(Text shown Opens)
Joe Blanks

Flat jockey Joe Blanks died on July 15, 1981, aged 24, from injuries sustained in a fall at Brighton seven days earlier. He was unmarried and lived in Worthing.

John Lewis Blanks – always known as Joe - was born on August 25, 1956. He started his apprenticeship with Tommy Gosling at Epsom, moved on to Vic Mitchell, then to Arthur Pitt, for whom he rode his first winner on Chanter Belle at Folkestone on May 12, 1977.

He subsequently joined Ryan Price’s Findon stable. Price put him in charge of a horse named Mirror Boy, who had never been an easy horse to ride but red-haired Joe and the big chestnut colt struck up a real friendship. They grew to understand each other.

The horse was owned by the Daily Mirror Punters Club, headed by its president Noel Whitcomb. Joe rode Mirror Boy  in a Crown Plus Two apprentice race at Bath on Saturday, June 14, 1980, getting up close home to win by a neck. Afterwards, Joe told connections that he thought Mirror Boy could win the Andy Capp Handicap the following Saturday if given the chance. This, of course, was manna from heaven in terms of publicity, for Andy Capp was a long-standing cartoon strip in the Daily Mirror, who sponsored the race. Seven days later, June 21, Joe and Mirror Boy lined up at Redcar for the £10,000 Andy Capp Handicap. Despite carrying 1lb overweight at 7st 7lb, they duly won the race, coming from well behind to take the lead inside the final furlong and win by a length and a half.
(Text shown Closes)
▶ Work instructions
a - List, in order, the people whose stables Joe Blanks worked in, according to the text about him.
b - Write the next part of the text about jockey Joe Blanks, picking up after its last sentence.
These lines have no connection to the text about Joe Blanks.
(Supplied material Opens)
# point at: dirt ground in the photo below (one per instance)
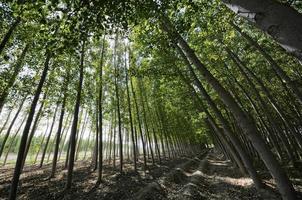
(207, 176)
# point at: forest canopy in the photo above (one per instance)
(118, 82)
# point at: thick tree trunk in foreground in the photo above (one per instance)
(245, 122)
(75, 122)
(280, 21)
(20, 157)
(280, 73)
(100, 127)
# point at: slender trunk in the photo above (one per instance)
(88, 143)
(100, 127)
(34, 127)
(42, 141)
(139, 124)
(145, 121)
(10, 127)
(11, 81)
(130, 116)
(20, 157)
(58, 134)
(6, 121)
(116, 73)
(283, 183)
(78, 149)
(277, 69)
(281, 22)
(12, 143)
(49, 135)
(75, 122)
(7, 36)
(Supplied material Closes)
(Supplied material Opens)
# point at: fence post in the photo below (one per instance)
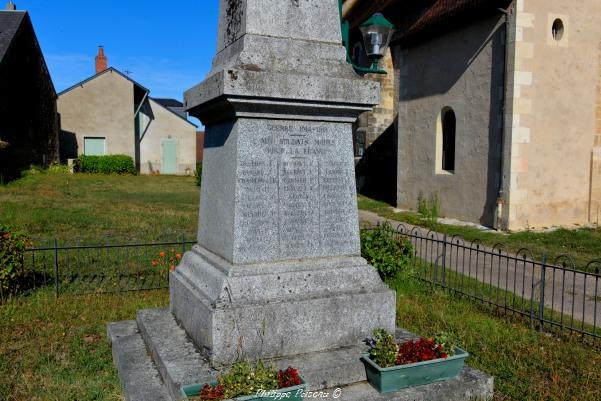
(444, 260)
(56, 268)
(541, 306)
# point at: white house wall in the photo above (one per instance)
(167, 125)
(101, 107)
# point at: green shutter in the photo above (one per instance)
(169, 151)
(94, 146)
(Supplied material Closes)
(Supplied material Opens)
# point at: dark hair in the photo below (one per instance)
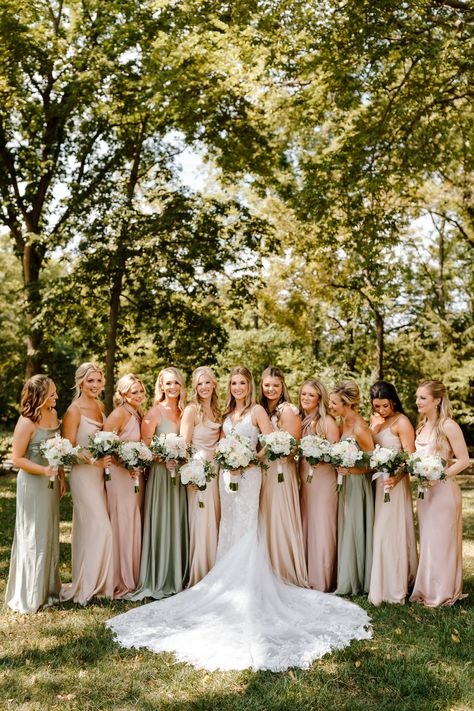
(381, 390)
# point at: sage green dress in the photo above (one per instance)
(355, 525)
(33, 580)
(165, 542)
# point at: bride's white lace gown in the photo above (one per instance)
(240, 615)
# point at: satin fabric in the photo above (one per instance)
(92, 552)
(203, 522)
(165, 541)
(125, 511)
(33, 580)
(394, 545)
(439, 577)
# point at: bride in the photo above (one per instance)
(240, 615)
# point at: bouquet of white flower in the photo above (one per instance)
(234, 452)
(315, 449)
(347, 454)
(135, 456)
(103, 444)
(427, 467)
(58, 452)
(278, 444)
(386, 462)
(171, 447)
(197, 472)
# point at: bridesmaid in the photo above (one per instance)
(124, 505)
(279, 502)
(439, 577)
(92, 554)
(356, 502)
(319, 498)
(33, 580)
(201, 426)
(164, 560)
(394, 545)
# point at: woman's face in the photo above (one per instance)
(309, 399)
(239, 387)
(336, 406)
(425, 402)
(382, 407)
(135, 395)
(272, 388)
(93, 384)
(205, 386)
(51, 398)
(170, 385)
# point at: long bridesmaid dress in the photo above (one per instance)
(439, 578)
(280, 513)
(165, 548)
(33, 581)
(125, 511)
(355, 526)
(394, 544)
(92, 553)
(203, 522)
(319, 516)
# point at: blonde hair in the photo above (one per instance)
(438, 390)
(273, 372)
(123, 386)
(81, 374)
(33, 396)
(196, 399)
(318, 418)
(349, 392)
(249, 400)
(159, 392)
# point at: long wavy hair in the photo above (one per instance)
(Supplied material Closes)
▶ Responses to the exercise
a - Tommy Gosling, Vic Mitchell, Arthur Pitt, Ryan Price

b -
Just over a year later, in the Rock Garden Maiden Stakes at Brighton on July 8, 1981, Joe sustained serious head and chest injuries when his mount Sleigh Queen clipped the heels of another runner just before the three-furlong pole and fell. An ambulance was quickly on the scene. The doctor found that Joe had stopped breathing, but he got the jockey’s respiration going again. He was rushed to hospital and placed in intensive care, where a spokesman described his condition as “serious”.

He never regained consciousness and died at the Royal Sussex Hospital, Brighton, on the morning of July 15, 1981. He was the first Flat jockey to lose his life in a fall since Derick Stansfield in 1969.

Paying tribute, Ryan Price said: “It is a great tragedy to happen to one so young just embarking on what would have been a successful career as a competent lightweight jockey. He was a very happy, most likeable lad, who will be sorely missed by the stable.”

In five seasons’ riding, Joe rode 29 winners from 428 mounts, with that victory in the Andy Capp being the undoubted highlight. Joe's funeral took place at Lewisham Crematorium, Verdant Lane, London, at 10.30 a.m. Friday, 24 July, 1981.